• TASK ITEM:
The required output is every line from the one with "of the dried" through the final line of the data below, unchanged.

*** Begin section ***

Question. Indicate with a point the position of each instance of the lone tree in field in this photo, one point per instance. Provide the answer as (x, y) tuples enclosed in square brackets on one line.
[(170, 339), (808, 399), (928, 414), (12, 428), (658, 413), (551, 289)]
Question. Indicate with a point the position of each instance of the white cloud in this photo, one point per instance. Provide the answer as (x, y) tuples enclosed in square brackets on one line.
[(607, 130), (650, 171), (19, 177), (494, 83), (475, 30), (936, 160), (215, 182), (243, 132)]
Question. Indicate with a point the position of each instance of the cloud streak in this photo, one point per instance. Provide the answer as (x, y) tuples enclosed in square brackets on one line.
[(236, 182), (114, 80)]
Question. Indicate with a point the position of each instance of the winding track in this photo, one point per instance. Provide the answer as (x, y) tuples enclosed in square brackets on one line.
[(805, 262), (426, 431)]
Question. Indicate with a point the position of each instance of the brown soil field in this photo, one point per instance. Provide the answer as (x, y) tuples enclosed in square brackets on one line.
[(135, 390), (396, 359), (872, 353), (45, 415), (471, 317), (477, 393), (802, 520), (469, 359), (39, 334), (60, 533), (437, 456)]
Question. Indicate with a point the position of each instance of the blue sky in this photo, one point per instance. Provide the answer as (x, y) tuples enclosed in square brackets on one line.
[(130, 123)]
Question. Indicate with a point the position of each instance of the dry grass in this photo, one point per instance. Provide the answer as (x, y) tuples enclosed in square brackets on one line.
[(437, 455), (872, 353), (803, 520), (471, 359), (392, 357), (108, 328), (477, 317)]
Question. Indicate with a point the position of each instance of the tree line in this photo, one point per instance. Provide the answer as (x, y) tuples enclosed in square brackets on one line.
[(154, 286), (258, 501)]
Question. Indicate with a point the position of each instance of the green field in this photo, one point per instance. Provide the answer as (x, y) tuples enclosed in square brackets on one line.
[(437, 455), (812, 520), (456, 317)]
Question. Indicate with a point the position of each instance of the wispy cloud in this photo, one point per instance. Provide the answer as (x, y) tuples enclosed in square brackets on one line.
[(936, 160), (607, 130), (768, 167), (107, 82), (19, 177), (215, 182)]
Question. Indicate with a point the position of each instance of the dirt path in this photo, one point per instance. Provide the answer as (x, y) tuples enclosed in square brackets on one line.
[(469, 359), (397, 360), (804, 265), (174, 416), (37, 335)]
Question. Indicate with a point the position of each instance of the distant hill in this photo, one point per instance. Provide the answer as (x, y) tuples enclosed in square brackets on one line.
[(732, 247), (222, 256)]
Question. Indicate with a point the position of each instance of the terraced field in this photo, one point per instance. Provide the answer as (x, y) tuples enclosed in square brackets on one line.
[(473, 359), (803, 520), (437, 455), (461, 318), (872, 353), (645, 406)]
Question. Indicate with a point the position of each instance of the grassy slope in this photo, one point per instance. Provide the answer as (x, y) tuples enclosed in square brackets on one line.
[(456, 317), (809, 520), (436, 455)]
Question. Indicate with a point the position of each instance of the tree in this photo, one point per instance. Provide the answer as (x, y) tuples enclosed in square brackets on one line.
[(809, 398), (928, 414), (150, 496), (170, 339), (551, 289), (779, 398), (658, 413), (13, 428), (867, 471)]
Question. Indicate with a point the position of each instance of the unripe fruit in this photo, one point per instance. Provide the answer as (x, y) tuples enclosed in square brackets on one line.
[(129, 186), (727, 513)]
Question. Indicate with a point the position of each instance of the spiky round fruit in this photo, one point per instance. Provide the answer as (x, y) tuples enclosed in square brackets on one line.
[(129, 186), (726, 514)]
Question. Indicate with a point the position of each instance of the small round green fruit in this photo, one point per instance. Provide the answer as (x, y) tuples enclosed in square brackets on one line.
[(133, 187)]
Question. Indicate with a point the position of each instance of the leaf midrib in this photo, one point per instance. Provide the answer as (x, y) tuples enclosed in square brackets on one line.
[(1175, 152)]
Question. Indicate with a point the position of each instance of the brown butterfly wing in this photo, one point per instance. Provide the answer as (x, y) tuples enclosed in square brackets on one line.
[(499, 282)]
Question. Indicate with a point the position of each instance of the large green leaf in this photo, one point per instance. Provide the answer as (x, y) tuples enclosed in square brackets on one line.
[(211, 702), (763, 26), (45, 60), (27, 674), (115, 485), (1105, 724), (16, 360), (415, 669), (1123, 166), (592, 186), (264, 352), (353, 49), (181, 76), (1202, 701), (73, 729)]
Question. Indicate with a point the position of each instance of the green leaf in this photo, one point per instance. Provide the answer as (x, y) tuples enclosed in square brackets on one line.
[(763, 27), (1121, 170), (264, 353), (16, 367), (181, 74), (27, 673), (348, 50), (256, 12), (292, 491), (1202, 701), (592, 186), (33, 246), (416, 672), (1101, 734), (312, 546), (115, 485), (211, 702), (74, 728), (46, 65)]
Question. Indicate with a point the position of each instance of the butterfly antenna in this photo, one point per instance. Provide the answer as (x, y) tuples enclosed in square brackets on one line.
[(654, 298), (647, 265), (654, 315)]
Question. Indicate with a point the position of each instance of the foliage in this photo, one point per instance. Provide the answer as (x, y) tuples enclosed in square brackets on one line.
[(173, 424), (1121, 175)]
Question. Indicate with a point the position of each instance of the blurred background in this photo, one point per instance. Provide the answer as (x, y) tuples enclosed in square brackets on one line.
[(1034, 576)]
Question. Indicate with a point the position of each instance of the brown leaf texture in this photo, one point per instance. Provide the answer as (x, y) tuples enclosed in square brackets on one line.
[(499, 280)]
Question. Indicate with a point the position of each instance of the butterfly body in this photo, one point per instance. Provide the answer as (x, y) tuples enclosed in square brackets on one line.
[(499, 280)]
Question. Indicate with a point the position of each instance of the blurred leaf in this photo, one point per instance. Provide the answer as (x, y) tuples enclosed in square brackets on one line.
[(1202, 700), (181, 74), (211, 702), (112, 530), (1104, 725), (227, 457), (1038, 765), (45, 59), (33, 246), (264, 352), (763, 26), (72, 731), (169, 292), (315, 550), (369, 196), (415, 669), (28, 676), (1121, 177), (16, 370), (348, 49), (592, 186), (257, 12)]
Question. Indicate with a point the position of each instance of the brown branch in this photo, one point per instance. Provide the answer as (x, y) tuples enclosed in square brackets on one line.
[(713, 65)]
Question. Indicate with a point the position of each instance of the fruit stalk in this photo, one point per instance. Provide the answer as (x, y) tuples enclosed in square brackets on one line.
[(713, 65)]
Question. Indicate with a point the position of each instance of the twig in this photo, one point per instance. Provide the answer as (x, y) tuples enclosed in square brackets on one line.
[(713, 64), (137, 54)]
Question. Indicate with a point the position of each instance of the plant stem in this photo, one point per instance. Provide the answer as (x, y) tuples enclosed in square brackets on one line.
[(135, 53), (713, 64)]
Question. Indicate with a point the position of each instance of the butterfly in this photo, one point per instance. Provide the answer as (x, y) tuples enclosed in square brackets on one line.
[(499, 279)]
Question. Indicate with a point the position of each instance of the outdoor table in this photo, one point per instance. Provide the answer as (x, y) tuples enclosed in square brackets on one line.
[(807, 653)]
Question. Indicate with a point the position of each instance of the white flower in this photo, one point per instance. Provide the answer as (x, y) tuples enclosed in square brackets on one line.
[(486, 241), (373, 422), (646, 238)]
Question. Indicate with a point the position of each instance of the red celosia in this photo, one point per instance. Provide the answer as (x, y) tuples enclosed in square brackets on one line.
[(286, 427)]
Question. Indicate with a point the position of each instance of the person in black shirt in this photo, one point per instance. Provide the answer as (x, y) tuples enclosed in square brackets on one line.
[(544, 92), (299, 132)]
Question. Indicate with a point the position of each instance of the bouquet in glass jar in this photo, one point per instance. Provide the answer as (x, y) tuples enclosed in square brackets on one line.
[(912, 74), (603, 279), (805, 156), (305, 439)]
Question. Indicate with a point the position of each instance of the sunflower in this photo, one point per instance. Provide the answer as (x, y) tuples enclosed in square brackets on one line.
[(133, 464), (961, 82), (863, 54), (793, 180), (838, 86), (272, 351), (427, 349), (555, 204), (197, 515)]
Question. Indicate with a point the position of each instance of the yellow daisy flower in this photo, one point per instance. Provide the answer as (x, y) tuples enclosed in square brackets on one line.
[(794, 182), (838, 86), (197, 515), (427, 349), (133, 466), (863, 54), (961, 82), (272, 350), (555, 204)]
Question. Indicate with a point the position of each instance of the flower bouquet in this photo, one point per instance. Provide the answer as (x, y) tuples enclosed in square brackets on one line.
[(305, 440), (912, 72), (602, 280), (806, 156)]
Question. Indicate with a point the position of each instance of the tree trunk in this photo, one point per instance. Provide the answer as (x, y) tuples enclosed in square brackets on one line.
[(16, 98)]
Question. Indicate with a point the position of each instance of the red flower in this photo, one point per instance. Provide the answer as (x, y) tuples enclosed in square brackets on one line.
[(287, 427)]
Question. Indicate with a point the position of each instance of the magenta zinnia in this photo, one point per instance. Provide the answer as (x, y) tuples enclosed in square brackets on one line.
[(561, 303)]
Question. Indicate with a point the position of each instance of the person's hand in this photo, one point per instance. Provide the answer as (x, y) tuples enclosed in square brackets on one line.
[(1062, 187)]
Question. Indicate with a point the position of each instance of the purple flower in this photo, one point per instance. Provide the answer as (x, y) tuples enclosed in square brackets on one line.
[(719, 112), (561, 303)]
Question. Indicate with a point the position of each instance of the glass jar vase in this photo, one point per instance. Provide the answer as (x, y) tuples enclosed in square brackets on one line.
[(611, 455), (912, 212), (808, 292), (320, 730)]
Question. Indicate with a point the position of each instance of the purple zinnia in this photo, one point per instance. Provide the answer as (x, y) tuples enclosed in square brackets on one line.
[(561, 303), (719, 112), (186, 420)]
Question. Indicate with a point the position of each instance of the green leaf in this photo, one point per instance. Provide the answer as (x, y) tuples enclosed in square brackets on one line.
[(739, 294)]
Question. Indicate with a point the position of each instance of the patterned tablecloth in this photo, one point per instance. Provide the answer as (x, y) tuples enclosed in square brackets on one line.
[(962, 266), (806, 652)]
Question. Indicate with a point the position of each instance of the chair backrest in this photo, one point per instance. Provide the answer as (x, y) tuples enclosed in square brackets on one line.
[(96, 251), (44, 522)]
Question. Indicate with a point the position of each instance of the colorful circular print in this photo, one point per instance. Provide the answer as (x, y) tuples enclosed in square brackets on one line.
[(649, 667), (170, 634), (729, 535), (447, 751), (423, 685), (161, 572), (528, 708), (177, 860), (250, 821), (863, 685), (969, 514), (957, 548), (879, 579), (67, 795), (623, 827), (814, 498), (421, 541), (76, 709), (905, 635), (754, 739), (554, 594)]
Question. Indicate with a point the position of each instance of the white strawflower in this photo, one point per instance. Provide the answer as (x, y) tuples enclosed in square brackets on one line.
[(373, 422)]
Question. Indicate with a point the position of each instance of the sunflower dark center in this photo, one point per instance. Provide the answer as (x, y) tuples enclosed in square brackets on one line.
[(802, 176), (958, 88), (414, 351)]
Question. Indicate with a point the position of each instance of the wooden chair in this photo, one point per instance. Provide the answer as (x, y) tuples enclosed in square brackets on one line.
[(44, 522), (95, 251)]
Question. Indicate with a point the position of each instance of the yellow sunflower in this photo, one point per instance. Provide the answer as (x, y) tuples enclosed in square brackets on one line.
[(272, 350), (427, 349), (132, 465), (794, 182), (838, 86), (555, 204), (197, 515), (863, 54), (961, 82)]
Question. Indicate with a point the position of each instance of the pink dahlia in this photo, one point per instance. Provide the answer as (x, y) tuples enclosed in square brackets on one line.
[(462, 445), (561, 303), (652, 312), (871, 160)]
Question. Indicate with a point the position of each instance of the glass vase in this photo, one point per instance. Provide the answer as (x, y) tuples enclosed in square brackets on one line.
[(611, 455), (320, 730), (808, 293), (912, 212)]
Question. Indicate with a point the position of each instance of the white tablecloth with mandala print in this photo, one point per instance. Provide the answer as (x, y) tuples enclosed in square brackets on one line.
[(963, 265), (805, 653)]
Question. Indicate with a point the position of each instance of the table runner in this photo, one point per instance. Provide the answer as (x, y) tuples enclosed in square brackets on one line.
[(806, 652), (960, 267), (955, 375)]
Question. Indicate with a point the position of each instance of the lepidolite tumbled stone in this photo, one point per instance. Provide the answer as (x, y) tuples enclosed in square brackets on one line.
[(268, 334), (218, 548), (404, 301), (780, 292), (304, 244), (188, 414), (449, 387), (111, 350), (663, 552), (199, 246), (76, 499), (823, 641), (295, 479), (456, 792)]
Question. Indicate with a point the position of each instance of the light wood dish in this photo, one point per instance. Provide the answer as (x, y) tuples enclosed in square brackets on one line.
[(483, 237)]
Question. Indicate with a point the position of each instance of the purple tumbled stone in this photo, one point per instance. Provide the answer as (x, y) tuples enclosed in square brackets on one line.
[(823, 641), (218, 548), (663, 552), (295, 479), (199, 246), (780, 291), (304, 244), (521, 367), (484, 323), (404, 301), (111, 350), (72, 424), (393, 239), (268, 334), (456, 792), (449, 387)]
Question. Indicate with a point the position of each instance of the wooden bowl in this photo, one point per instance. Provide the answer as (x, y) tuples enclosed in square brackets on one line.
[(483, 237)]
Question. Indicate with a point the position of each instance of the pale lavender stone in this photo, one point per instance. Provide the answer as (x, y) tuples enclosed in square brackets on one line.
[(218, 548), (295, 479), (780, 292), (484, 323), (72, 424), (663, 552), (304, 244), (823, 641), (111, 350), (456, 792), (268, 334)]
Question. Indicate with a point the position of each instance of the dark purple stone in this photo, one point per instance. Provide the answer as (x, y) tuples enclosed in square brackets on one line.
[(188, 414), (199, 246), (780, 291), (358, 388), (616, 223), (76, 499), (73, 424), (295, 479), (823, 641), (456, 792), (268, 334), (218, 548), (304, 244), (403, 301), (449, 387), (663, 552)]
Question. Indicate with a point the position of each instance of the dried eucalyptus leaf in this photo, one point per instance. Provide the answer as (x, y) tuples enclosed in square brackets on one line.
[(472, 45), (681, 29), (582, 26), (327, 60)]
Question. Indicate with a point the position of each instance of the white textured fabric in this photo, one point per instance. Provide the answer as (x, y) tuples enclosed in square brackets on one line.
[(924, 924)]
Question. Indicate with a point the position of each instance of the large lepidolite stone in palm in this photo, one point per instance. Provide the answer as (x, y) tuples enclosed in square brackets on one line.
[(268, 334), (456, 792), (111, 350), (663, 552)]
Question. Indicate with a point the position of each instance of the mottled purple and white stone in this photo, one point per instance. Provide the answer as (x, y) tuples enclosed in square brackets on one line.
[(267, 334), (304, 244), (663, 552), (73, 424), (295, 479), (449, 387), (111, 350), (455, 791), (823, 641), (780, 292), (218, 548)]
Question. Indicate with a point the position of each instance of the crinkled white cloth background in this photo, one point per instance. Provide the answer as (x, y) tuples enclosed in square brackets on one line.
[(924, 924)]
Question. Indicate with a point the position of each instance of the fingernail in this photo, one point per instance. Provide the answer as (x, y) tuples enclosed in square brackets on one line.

*** End section ***

• WORKED SOLUTION:
Question. Indicate with a point the position of each instance of the dried eucalyptus leaf in this photo, one point per instance. Provide the answer as (x, y) tuples enclosed in square brackets on one line.
[(472, 45), (681, 29), (582, 26), (327, 60)]
Question. Indicate with a point the position of each instance of the white textured fabric in this photo, one point per instance. Provide the answer as (x, y) tuples enclosed in square brackets on one line.
[(924, 924)]
Question. Indicate with a point the position of each instance of the large lepidolite stone in palm in this photo, one point per instance. Provide the answer as (x, y) tuples enclosed in square brackets on one line.
[(268, 334), (456, 792), (111, 350), (663, 552)]
Question. Indicate with a point the position of each instance of the mottled purple and white stone in this photo, one point per instance. Provide the answer as (x, y) tuples enclosed in square brackets on one line.
[(267, 334), (304, 244), (663, 552), (73, 424), (295, 479), (449, 387), (111, 350), (455, 791), (823, 641), (780, 292), (218, 548)]
Question. Indicate with a point the position of each instance of the crinkled white cloth background in this photo, one point per instance. Provide the answer as (x, y) tuples enclosed in square brackets on one line.
[(924, 924)]
Question. Indicate with a point the position of each instance of the fingernail in this photo, one point per instance. Provide the answer as (x, y) tuples enclosed in square brackets on one line.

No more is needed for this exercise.